Blessthefall (stylized as blessthefall or BLESSTHEFALL prior to 2013) was an American metalcore band from Phoenix, Arizona, signed to Rise Records. The band was founded in 2004 by guitarist Mike Frisby, drummer Matt Traynor, and bassist and vocalist Jared Warth. Their debut studio album, His Last Walk, with original vocalist Craig Mabbitt, was released April 10, 2007. Their second studio album, Witness, with second vocalist Beau Bokan, was released October 6, 2009. Their third studio album, Awakening, was released on October 4, 2011. Their fourth studio album, Hollow Bodies, was released on August 20, 2013. To Those Left Behind is the band's fifth studio album, released on September 18, 2015. Their sixth and final studio album, Hard Feelings, was released on March 23, 2018. Following Traynor's departure, Warth became the band's only remaining original member before they disbanded in 2022.

History

Formation, line-up changes and His Last Walk (2004–2007)

Blessthefall grew out of the high school practice sessions of rhythm guitarist Mike Frisby, lead guitarist Miles Bergsma, drummer Matt Traynor, bassist and vocalist Jared Warth, keyboardist and vocalist Andrew Barr and later, vocalist Craig Mabbitt. Mabbitt's arrival resulted in Barr moving to strictly keyboards. Barr then departed in early 2005, with Warth picking up the keyboards when necessary. After founding member Miles Bergsma left to attend college at the Berklee College of Music in Boston, they released a three-track EP and newcomer Eric Lambert (Bergmas's replacement) became the lead guitarist to form their first solid line-up. Phoenix-area gigs with Greeley Estates and an openly religious orientation got the band local press and a deal with Warner subsidiary, Science Records. The band then toured with Alesana and Norma Jean across the United States and Canada. Their debut album, His Last Walk, was released on April 10, 2007, to mixed reviews. It peaked at No. 32 on the U.S. Billboard Heatseekers chart. The album sold over 65,000 copies, and its singles sold over 100,000 copies.

Blessthefall toured with Escape the Fate, LoveHateHero, Before Their Eyes, and Dance Gavin Dance on the Black on Black tour during September and October 2007. They were also part of the Underground Operations Tour and Loathing Tour 2007, opening for Protest the Hero and All That Remains, along with fellow opening bands, Threat Signal and the Holly Springs Disaster. They were a part of From First to Last's fall headlining tour, starting November 1 with A Skylit Drive and Vanna. The band also completed the entire 2007 Warped Tour circuit nationwide.

Mabbitt's departure and Bokan's induction (2007–2008)

**Provided material:**
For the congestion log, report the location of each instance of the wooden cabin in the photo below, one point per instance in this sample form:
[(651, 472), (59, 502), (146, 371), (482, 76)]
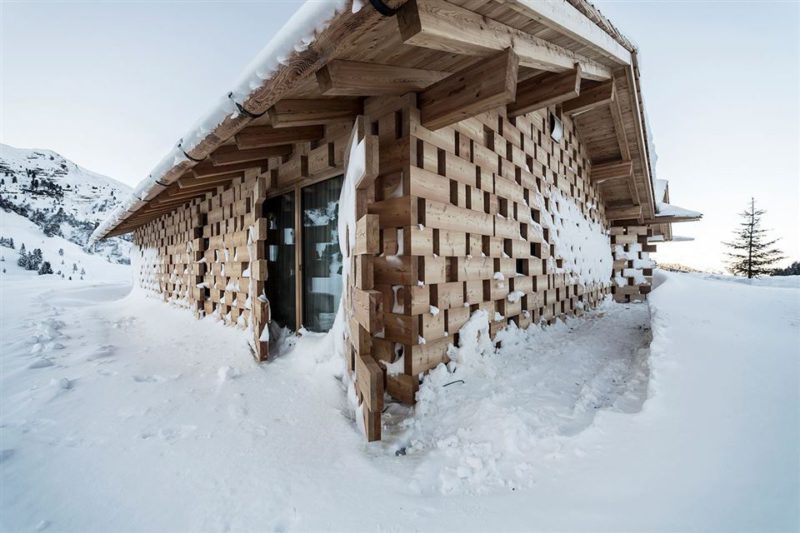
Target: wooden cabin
[(410, 161)]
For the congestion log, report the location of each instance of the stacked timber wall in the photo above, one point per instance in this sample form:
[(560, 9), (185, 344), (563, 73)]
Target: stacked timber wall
[(633, 268), (202, 256), (467, 218)]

**Task requirements:**
(1) According to the Blessthefall article above, which college did Miles Bergsma leave the band to attend?
(2) Write the next section of the Blessthefall article, following its final heading.

**Exercise results:**
(1) He left to attend the Berklee College of Music in Boston.

(2)
While on their first European tour (with Silverstein) in late 2007, Craig Mabbitt left the band during the United Kingdom portion to spend more time with his daughter, whose childhood he felt he was missing out on. For the remainder of the tour, Jared Warth filled in for vocals while playing keyboards. When Mabbitt later attempted to return to Blessthefall, the band members decided not to let him back in, preferring to move on without him. On December 15, 2007, Blessthefall posted a blog on their MySpace page announcing their parting ways with Mabbitt, while Mabbitt posted a bulletin on his personal MySpace page stating his willingness to return to the band. Despite the departure, Mabbitt has remained great friends with the band.

Craig Mabbitt stated that the day after he finished recording his first album with Escape the Fate, This War Is Ours, he got a phone call from Blessthefall's management asking him to return to the band, but he refused. Mabbitt felt there was too much bad blood with their management. He also felt the band knew he had just finished a new album and that it was just bad timing, especially as he had begged to be back in for the previous eight months.

The final song the band recorded and released with Mabbitt, called "I Wouldn't Quit If Everyone Quit", was released on the reissue of His Last Walk. 

Shortly after this, on September 26, 2008, the band announced that they had made Beau Bokan the new lead singer and keyboardist. Bokan joined the band after leaving Take the Crown, a group who released an EP and a full-length album but broke up due to the departures of James Campbell and Tony Gonzalez, lack of management, and financial burdens.

Witness (2009–2010)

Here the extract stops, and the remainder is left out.